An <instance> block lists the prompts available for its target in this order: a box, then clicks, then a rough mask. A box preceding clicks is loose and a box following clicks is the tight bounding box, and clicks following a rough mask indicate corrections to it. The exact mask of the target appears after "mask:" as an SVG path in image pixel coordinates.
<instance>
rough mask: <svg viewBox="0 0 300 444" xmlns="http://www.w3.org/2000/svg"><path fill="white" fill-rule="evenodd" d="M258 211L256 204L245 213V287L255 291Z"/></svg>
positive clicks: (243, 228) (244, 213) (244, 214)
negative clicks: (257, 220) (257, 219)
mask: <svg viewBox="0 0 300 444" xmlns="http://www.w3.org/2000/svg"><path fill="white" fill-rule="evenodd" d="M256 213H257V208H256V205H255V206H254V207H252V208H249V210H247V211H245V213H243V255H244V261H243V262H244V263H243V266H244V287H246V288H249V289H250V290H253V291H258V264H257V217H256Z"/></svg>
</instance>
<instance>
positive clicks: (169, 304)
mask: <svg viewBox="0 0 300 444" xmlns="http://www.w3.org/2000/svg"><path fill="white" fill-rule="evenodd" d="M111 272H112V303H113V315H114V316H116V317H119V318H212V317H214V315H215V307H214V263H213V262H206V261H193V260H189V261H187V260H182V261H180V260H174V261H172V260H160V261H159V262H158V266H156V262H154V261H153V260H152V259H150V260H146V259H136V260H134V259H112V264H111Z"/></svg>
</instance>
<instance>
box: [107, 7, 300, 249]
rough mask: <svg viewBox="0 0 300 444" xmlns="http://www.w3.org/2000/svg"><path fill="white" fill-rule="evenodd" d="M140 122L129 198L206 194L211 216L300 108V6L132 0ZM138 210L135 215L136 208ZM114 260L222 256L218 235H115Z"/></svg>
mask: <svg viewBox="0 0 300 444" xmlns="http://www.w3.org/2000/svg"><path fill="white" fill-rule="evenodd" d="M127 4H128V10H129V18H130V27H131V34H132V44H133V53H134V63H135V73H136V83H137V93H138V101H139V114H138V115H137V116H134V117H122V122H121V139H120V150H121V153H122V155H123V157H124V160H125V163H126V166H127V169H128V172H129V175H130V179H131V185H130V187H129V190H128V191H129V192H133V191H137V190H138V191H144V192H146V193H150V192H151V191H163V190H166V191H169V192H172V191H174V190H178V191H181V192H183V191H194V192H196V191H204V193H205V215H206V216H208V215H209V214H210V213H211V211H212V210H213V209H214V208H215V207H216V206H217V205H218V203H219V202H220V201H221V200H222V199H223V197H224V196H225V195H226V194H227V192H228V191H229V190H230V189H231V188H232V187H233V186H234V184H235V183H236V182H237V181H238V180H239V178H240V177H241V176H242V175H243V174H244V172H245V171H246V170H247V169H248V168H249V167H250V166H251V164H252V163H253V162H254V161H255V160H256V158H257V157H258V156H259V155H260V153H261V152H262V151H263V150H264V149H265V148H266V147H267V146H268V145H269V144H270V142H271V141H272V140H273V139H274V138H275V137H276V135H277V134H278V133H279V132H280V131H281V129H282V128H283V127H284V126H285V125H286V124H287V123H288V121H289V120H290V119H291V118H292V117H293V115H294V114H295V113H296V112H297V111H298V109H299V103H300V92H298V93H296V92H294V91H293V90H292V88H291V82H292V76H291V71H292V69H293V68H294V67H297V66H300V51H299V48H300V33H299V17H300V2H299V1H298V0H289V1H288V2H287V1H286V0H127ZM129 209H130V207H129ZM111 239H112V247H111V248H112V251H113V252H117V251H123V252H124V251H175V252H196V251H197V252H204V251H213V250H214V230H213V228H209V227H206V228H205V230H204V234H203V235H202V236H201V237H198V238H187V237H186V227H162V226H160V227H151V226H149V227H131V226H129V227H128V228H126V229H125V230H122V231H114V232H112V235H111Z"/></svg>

::::::::::

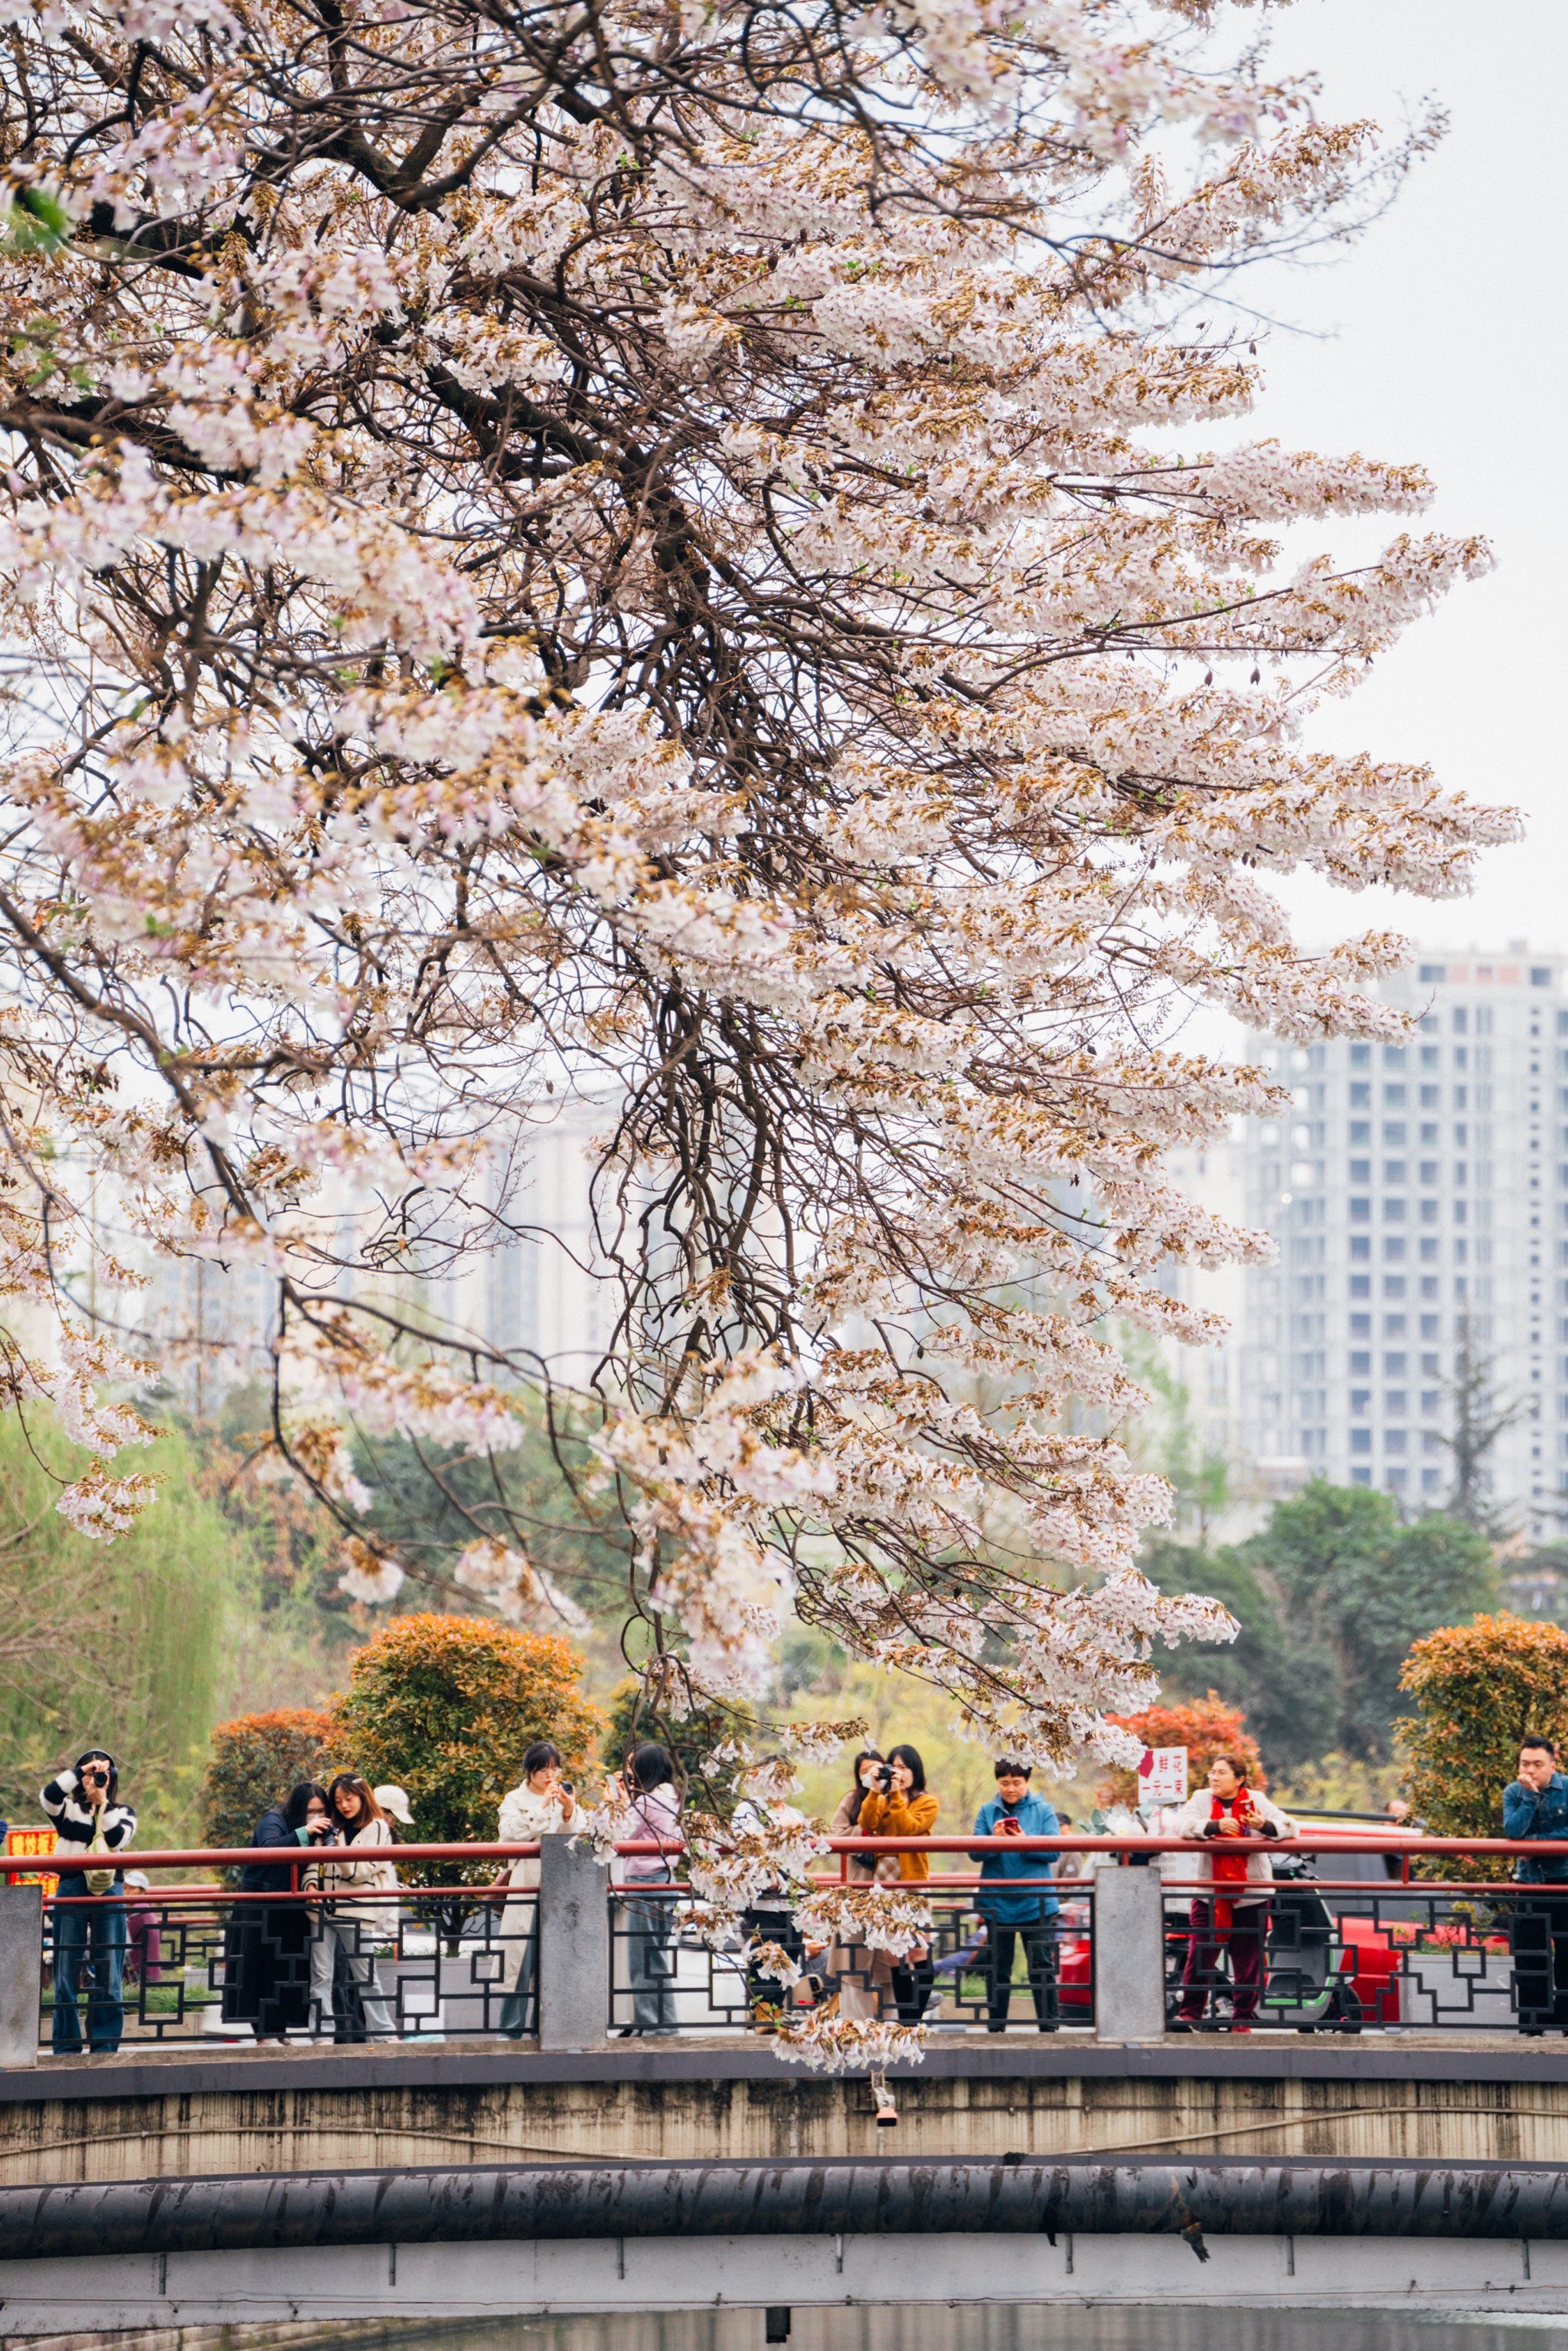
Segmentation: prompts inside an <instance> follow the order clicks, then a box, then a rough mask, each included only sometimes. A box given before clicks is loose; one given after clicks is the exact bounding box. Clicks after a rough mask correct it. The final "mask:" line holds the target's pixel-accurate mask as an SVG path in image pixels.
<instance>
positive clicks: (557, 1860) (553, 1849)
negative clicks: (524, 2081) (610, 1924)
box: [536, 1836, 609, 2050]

::::::::::

Problem:
Using the entries above, extract exactly the span from the line with "An <instance> block" to the line with "positive clicks: (243, 228)", both lines included; leave out everything else.

Your solution:
An <instance> block lists the prompts available for its target in this order: a box, then clicks, then a rough mask. A box preceding clicks is loose and a box following clicks is the tight bounding box, and clicks following a rough mask indicate corrections to it. The exact mask of the target appears after "mask:" as an SVG path in image pixel coordinates.
<instance>
rough mask: <svg viewBox="0 0 300 444" xmlns="http://www.w3.org/2000/svg"><path fill="white" fill-rule="evenodd" d="M258 211L256 204L245 213V287L255 291Z"/></svg>
positive clicks: (243, 228) (244, 213) (244, 214)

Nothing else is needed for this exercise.